The Navajo Nation also opposes the transportation of uranium across Navajo lands—even on federal or state highways, President Begaye said. Companies mining leasing minerals in the Grand Canyon have claimed they can transport uranium across the Navajo Nation if they stay on public roads.

“The Navajo Nation should have the authority to regulate all uranium transportation through the exterior boundaries of the Navajo Indian reservation,” President Begaye said. “Our sovereignty needs to be honored. If Navajo law says don’t transport uranium through Navajo, that should be the final word. The federal government should not be trumping Navajo Nation laws and allowing these companies to transport uranium through Navajo country.”

In his statement during the town hall meeting, President Begaye voiced support for H.R. 2049 and S. 197, the Radiation Exposure Compensation Act (RECA) amendments of 2017, which would add benefits for people who worked in uranium mines after 1971. The amendments would also expand “downwinder” coverage.

Vice President Jonathan Nez also called on Congress to pass laws that more strictly regulate new proposals for extraction while also remediating old sites and compensating people still dealing with the effects of uranium exposure.

“We urge Congress and industry leaders to take this seriously,” Vice President Nez said. “We will never again allow outside companies to come onto our lands and use our people to extract uranium, take all the benefits and leave us with the health bills.”

■ Questions ■
[a] In the Navajo uranium passage, who would get added benefits under the RECA amendments of 2017?
[b] Transcribe the part of the Navajo uranium passage that opens with the words containing "The Navajo Nation also" and closes with "on public roads.".
The data that comes next has nothing to do with the Navajo uranium passage.

■ Given information ■
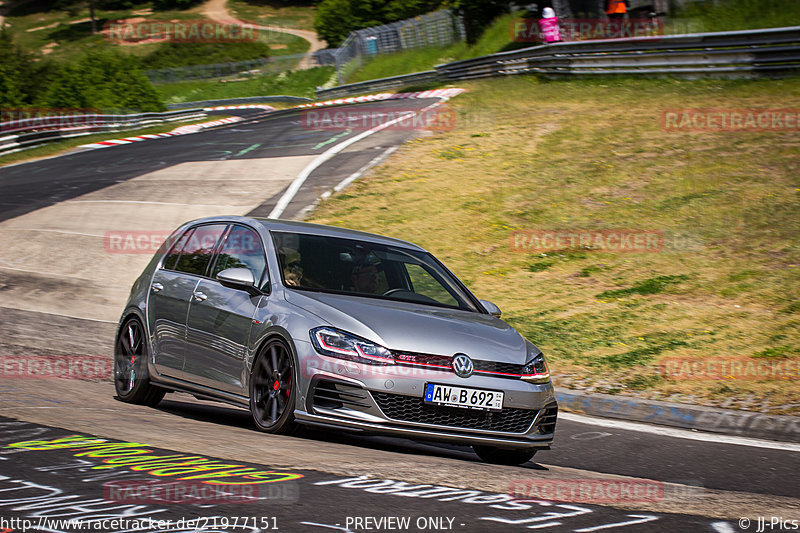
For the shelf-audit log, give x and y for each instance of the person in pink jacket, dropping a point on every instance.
(548, 25)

■ Responses per task ■
[a] People who worked in uranium mines after 1971.

[b]
The Navajo Nation also opposes the transportation of uranium across Navajo lands—even on federal or state highways, President Begaye said. Companies mining leasing minerals in the Grand Canyon have claimed they can transport uranium across the Navajo Nation if they stay on public roads.